__INSTRUCTIONS FOR THE TASK__
Return the listing exactly as it appears, but strip out the images.
********
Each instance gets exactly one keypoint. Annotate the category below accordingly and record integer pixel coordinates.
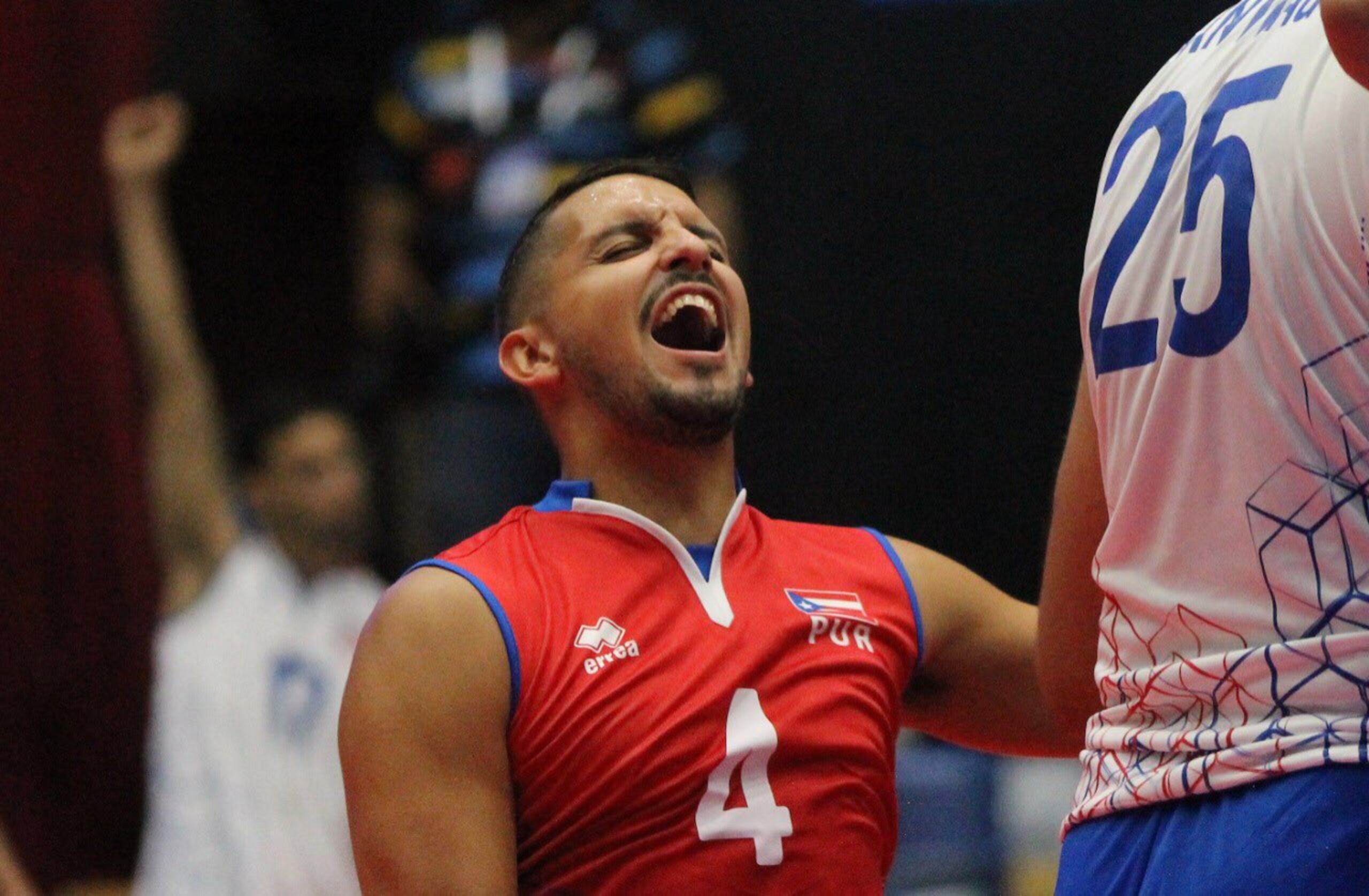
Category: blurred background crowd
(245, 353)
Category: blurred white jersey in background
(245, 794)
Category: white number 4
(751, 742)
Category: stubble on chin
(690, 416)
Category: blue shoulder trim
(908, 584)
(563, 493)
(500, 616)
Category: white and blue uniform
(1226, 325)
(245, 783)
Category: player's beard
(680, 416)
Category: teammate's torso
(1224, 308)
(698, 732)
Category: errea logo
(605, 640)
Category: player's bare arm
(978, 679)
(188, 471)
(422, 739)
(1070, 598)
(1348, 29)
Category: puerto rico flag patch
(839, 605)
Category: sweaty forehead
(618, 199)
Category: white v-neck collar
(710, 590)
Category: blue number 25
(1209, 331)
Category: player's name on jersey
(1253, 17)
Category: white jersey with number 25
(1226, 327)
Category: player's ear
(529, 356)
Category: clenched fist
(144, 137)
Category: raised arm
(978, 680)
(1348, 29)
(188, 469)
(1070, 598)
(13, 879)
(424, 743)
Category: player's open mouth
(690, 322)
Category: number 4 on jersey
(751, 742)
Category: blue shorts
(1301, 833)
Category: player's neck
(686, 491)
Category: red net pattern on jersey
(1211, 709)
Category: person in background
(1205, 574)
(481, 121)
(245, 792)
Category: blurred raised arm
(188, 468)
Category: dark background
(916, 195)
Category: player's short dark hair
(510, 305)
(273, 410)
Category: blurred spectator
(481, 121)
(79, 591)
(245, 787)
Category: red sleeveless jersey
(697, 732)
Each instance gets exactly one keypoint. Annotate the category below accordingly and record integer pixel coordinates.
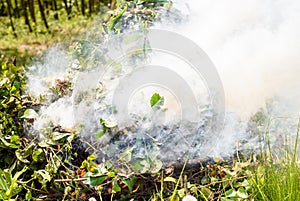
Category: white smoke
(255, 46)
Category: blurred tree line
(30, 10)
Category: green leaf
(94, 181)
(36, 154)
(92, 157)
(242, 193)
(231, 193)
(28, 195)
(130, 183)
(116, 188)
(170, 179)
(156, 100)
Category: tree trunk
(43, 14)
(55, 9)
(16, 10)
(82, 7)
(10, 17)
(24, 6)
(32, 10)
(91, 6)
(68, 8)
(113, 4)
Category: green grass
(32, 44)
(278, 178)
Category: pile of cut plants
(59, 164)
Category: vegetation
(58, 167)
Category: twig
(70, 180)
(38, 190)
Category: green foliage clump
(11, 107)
********
__REPLY__
Each instance gets exactly one keypoint. Annotate the category below accordingly and record integer pixel coordinates.
Category: blurred background crowd
(245, 353)
Category: blurred white jersey in background
(245, 794)
Category: white number 4
(751, 742)
Category: stubble on chin
(690, 416)
Category: blue shoulder trim
(908, 584)
(563, 493)
(500, 616)
Category: white and blue uniform
(1226, 325)
(245, 783)
Category: player's beard
(680, 416)
Category: teammate's torso
(1224, 308)
(698, 732)
Category: errea logo
(605, 640)
Category: player's bare arm
(978, 679)
(188, 471)
(422, 739)
(1070, 598)
(1348, 29)
Category: puerto rico flag patch
(839, 605)
Category: sweaty forehead
(618, 199)
Category: white v-neck collar
(710, 590)
Category: blue number 25
(1209, 331)
Category: player's name on jersey
(1253, 17)
Category: white jersey with number 25
(1226, 327)
Category: player's ear
(529, 356)
Category: clenched fist
(144, 137)
Category: raised arm
(978, 680)
(1348, 29)
(188, 469)
(1070, 598)
(13, 879)
(424, 743)
Category: player's open mouth
(690, 322)
Category: number 4 on jersey
(751, 742)
Category: blue shorts
(1301, 833)
Category: player's neck
(686, 491)
Category: red net pattern on jersey
(1211, 709)
Category: person in background
(1205, 574)
(481, 121)
(245, 792)
Category: blurred raised arm
(188, 468)
Category: dark background
(916, 195)
Category: player's short dark hair
(510, 305)
(273, 410)
Category: blurred spectator
(481, 121)
(79, 591)
(245, 787)
Category: red sleeveless jersey
(697, 732)
Each instance gets exactly one keypoint. Annotate the category below accordingly and record integer pixel coordinates.
Category: white smoke
(255, 46)
Category: blurred tree line
(30, 10)
Category: green leaf
(94, 181)
(36, 154)
(92, 157)
(242, 193)
(231, 193)
(28, 195)
(130, 183)
(116, 188)
(170, 179)
(156, 100)
Category: tree trunk
(43, 14)
(55, 9)
(16, 10)
(82, 7)
(10, 17)
(24, 6)
(32, 10)
(91, 6)
(68, 8)
(113, 4)
Category: green grass
(32, 44)
(278, 178)
Category: pile of cut plants
(59, 164)
Category: vegetation
(58, 167)
Category: twig
(70, 180)
(38, 190)
Category: green foliage clump
(11, 107)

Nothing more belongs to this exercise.